- _TASKS AND EXERCISES_
- A) Answer these from the post about the rust Mercurial project, marking each answer to match:
(i) What new name did the project get?
(ii) How long had the single main.rs file grown before the code was split up?
(iii) Which two files does the line mod revlogs tell the compiler may exist?
- B) Please print the part of the post about the rust Mercurial project between "Today I’ll be" and "droplet of mercury?", inclusive.

Today I’ll be continuing my series of posts on the rust implementation of the Mercurial version control system I’ve been working on. In this post I’ll be focusing on what I learned this week about the rust module system as well as a few helpful crates I discovered to aid in command-line argument parsing and error handling.
Since my last post I’ve landed on a name for my project that’s a bit nicer than
hg-rust
. From now on this project will be known as rug
. I’ve renamed the
repository on sr.ht and the code now lives at
https://hg.sr.ht/~ngoldbaum/rug. There should be redirects in place so the URLs
in my old posts will continue to work. I’d also like to come up with a
logo. Perhaps a rug with a crab on it that’s playing with a droplet of mercury?
Probably not healthy for poor Ferris…
As of my last post, all of the
code
lived in a single main.rs
file that had grown to more than 200 lines of
code. Long modules like this can make it difficult to understand exactly how
everything interrelates. Following the rust
book
I decided to break out the code in my project into submodules organized
according to the logical structure of the existing code.
First, I moved the
code
that defines the various custom structs I wrote last week out of main.rs
and
into a new revlogs
module. At this point my main.rs
file was much, much
simpler:
use std::env;
use std::fs::File;
mod revlogs;
fn main() -> std::io::Result<()> {
let args: Vec<String> = env::args().collect();
let fname = &args[1];
let mut f = File::open(fname)?;
let revlog = revlogs::Revlog::new(&mut f)?;
println!("{}", revlog);
Ok(())
}
Before this change all of the code that defined the Revlog
struct lived above
the definition of the main
function. Now that code has been replaced with a
single line: mod revlogs
. This line tells the rust compiler that there is
either a file named revlogs.rs
or a file named revlogs/mod.rs
. The latter
allows splitting out a module even further into submodules. The other
modification to the main
function is the way I’m creating the Revlog
instance. Rather than being able to use the Revlog
name directly, I need to
refer to it as revlogs::Revlog
. I could have also said use revlogs::Revlog
above main to bring the Revlog
struct into scope, but I prefer to avoid doing
that too much to make it clear where things are defined as I’m glancing at the
code.

- _LISTED ENTRIES_
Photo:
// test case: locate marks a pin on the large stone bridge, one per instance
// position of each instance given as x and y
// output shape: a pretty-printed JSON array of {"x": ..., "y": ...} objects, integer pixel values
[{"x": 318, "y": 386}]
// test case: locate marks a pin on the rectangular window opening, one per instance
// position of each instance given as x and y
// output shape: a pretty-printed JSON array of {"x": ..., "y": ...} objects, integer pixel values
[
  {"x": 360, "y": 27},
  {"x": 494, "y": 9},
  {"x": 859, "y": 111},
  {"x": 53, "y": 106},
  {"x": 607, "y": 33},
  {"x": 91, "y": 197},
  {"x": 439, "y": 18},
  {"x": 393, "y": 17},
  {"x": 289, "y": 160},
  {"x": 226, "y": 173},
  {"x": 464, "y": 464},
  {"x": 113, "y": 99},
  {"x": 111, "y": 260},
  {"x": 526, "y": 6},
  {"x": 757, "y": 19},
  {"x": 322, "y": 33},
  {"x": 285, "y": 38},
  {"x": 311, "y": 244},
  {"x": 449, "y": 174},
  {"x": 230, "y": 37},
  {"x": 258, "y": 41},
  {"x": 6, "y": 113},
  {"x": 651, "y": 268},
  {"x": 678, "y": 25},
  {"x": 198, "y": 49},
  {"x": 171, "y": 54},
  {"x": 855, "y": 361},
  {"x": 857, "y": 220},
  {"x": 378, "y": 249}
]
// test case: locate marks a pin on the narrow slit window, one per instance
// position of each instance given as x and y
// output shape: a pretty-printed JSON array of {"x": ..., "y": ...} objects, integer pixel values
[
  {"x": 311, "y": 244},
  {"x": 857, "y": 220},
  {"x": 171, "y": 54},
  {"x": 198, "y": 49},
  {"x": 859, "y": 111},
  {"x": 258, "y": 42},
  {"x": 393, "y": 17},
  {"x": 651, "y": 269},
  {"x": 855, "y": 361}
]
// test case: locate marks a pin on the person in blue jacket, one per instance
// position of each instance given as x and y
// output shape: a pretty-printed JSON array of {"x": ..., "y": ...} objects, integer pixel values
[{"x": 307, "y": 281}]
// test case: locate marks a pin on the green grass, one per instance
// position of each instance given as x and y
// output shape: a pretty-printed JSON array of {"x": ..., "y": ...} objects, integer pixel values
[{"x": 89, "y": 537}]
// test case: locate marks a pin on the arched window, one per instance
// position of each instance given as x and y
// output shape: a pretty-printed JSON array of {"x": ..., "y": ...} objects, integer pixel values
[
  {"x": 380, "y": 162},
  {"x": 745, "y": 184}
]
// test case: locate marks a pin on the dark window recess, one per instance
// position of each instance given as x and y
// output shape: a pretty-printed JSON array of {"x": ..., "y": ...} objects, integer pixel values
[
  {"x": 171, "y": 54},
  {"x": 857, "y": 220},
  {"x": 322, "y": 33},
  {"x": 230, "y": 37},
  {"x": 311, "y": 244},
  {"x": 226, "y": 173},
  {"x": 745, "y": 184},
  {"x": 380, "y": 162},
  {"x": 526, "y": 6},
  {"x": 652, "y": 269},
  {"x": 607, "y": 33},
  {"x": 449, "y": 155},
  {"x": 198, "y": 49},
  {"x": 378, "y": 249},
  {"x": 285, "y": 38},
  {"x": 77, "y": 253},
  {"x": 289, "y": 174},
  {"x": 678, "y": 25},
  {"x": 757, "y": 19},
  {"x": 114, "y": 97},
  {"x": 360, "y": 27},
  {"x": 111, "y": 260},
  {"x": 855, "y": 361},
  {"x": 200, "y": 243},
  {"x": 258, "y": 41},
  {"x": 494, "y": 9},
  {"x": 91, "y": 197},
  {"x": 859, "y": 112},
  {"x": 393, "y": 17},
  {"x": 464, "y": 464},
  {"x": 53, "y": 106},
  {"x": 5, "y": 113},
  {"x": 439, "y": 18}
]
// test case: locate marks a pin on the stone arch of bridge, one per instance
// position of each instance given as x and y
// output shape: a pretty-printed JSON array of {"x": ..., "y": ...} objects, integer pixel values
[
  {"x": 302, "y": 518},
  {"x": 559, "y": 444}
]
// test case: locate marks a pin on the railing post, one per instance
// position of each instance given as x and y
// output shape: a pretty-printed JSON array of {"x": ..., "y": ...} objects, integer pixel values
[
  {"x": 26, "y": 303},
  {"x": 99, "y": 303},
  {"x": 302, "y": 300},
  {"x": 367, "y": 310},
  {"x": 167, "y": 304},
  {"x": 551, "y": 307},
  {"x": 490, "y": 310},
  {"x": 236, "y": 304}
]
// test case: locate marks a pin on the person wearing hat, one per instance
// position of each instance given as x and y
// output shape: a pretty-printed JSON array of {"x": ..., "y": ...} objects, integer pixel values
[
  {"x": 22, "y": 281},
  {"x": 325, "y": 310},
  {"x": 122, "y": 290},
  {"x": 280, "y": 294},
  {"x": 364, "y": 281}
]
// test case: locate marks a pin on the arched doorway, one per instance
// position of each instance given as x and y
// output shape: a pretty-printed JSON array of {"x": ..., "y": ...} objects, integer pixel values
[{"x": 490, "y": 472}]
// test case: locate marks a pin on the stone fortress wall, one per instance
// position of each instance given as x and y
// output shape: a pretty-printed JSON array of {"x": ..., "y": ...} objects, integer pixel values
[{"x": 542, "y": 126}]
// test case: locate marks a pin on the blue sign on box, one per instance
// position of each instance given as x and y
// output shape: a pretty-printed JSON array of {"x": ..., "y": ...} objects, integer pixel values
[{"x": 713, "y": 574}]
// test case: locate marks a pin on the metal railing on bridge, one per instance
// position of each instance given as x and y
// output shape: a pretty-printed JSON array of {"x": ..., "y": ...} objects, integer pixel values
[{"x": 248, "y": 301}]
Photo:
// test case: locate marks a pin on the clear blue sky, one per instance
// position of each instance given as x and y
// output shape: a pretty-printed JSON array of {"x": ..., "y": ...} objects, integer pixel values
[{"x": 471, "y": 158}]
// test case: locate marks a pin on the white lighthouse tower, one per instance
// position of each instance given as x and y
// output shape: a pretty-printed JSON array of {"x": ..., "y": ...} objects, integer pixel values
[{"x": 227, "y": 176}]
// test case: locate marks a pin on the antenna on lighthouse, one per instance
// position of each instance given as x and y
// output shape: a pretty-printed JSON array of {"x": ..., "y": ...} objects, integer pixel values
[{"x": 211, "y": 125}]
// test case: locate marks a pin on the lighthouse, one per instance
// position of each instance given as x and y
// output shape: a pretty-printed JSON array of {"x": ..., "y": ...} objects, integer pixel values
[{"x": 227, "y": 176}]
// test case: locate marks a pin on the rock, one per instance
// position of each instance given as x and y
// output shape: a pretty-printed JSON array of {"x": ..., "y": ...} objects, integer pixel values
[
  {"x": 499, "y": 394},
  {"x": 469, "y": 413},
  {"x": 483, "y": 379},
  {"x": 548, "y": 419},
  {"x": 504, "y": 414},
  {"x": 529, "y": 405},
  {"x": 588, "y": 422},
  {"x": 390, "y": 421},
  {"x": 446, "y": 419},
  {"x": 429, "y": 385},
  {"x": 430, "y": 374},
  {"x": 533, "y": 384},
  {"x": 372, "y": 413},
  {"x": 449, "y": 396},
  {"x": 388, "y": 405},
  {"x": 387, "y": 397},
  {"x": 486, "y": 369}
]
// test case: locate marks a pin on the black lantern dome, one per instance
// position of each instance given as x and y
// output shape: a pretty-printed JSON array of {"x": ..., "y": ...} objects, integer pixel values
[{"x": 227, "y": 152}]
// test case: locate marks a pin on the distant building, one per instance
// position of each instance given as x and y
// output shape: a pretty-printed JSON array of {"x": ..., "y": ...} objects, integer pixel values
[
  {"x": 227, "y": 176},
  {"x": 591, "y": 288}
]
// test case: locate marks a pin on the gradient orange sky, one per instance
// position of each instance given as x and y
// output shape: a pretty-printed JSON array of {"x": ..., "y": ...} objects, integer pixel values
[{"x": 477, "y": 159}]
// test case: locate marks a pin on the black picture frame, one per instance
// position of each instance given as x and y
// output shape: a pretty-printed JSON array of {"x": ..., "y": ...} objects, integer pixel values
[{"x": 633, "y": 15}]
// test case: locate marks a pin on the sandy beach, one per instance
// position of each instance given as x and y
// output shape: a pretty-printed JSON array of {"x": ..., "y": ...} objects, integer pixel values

- _FINAL ANSWERS_
- A)
(i) rug
(ii) More than 200 lines of code
(iii) revlogs.rs or revlogs/mod.rs

- B)
Today I’ll be continuing my series of posts on the rust implementation of the Mercurial version control system I’ve been working on. In this post I’ll be focusing on what I learned this week about the rust module system as well as a few helpful crates I discovered to aid in command-line argument parsing and error handling.
Since my last post I’ve landed on a name for my project that’s a bit nicer than
hg-rust
. From now on this project will be known as rug
. I’ve renamed the
repository on sr.ht and the code now lives at
https://hg.sr.ht/~ngoldbaum/rug. There should be redirects in place so the URLs
in my old posts will continue to work. I’d also like to come up with a
logo. Perhaps a rug with a crab on it that’s playing with a droplet of mercury?